[WHAT IS NEEDED] Extract every line of the data below that contains the word "instance", treating uppercase and lowercase letters as distinct.

[Rows from a dataset]

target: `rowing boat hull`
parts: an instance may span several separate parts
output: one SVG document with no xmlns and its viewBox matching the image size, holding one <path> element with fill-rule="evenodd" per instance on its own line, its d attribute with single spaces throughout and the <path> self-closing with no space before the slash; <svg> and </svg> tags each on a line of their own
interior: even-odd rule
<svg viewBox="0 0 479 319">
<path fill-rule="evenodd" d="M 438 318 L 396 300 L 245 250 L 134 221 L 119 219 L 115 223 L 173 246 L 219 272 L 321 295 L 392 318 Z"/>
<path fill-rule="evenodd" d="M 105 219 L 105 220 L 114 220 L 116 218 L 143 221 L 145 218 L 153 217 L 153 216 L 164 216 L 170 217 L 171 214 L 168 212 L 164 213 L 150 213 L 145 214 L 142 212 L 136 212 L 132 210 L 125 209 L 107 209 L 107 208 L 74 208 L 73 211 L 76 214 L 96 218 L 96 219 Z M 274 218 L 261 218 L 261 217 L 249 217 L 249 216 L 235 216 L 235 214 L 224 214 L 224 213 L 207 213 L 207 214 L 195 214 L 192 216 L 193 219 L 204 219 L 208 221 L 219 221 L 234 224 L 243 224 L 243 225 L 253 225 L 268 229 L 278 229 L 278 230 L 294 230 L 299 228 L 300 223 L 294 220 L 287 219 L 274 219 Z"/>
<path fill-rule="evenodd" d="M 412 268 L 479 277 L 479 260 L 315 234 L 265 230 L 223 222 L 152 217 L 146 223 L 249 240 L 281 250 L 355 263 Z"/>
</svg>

[FULL SOLUTION]
parts: an instance may span several separate parts
output: one SVG document with no xmlns and its viewBox matching the image size, holding one <path> element with fill-rule="evenodd" per instance on its own line, its d attribute with single spaces throughout and the <path> self-closing with no space before the slash; <svg> and </svg> tags each on a line of their own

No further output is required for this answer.